_The data_

----------

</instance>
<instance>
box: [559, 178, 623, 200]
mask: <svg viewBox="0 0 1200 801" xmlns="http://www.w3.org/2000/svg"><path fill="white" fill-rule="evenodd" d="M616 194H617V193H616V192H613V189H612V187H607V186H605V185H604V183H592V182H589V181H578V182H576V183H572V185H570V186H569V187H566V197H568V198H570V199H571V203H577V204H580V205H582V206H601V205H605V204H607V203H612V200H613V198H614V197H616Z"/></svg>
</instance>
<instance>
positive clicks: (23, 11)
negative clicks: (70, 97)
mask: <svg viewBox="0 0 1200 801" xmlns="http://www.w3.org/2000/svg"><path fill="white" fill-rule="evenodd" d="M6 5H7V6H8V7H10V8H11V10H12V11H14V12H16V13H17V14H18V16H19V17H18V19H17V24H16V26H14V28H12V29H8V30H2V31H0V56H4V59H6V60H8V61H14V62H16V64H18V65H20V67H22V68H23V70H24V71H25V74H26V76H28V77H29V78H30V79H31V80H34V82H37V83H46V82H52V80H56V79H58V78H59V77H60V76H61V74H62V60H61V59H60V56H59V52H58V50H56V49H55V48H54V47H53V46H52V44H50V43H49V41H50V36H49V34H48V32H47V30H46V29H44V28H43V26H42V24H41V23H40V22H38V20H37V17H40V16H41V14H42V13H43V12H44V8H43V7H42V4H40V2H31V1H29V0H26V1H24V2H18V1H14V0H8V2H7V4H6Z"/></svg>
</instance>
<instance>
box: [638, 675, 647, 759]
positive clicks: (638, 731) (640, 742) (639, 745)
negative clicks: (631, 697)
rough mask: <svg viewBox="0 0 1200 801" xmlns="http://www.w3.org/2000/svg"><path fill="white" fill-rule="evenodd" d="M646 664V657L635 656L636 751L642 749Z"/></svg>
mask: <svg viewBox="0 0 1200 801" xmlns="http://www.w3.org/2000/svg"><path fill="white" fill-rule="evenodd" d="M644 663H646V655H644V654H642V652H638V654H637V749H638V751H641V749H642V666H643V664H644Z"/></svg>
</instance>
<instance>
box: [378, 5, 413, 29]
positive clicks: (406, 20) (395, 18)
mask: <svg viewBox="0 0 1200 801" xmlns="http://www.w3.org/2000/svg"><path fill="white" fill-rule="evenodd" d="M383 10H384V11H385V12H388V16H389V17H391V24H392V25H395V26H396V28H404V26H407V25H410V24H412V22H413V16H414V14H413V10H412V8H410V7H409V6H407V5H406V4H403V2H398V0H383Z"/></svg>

----------

_What is required_
Can you reproduce all the material exactly?

_Result below_
</instance>
<instance>
box: [559, 178, 623, 200]
mask: <svg viewBox="0 0 1200 801" xmlns="http://www.w3.org/2000/svg"><path fill="white" fill-rule="evenodd" d="M616 194H617V193H616V192H613V189H612V187H607V186H605V185H604V183H592V182H589V181H578V182H576V183H572V185H570V186H569V187H566V197H568V198H570V199H571V203H577V204H580V205H582V206H601V205H605V204H607V203H612V200H613V198H614V197H616Z"/></svg>
</instance>
<instance>
positive clicks: (23, 11)
negative clicks: (70, 97)
mask: <svg viewBox="0 0 1200 801" xmlns="http://www.w3.org/2000/svg"><path fill="white" fill-rule="evenodd" d="M6 5H7V6H8V7H10V8H11V10H12V11H14V12H16V13H17V14H18V16H19V17H18V19H17V24H16V26H14V28H12V29H8V30H2V31H0V56H4V59H6V60H8V61H14V62H16V64H18V65H20V67H22V68H23V70H24V71H25V74H26V76H28V77H29V78H30V79H31V80H34V82H37V83H46V82H52V80H56V79H58V78H59V77H60V76H61V74H62V60H61V59H60V56H59V52H58V50H56V49H55V48H54V47H53V46H52V44H50V43H49V41H50V36H49V34H48V32H47V30H46V29H44V28H43V26H42V24H41V23H40V22H38V20H37V17H40V16H41V14H42V13H43V12H44V8H43V7H42V4H40V2H31V1H29V0H26V1H24V2H18V1H14V0H8V2H7V4H6Z"/></svg>
</instance>
<instance>
box: [638, 675, 647, 759]
positive clicks: (638, 731) (640, 742) (639, 745)
negative clicks: (631, 697)
rough mask: <svg viewBox="0 0 1200 801" xmlns="http://www.w3.org/2000/svg"><path fill="white" fill-rule="evenodd" d="M646 664V657L635 656L636 751L642 749Z"/></svg>
mask: <svg viewBox="0 0 1200 801" xmlns="http://www.w3.org/2000/svg"><path fill="white" fill-rule="evenodd" d="M644 663H646V655H644V654H642V652H638V654H637V749H638V751H641V749H642V666H643V664H644Z"/></svg>
</instance>
<instance>
box: [378, 5, 413, 29]
positive clicks: (406, 20) (395, 18)
mask: <svg viewBox="0 0 1200 801" xmlns="http://www.w3.org/2000/svg"><path fill="white" fill-rule="evenodd" d="M383 10H384V11H385V12H388V16H389V17H391V24H392V25H395V26H396V28H404V26H407V25H410V24H412V22H413V16H414V14H413V10H412V8H410V7H409V6H407V5H406V4H403V2H398V0H383Z"/></svg>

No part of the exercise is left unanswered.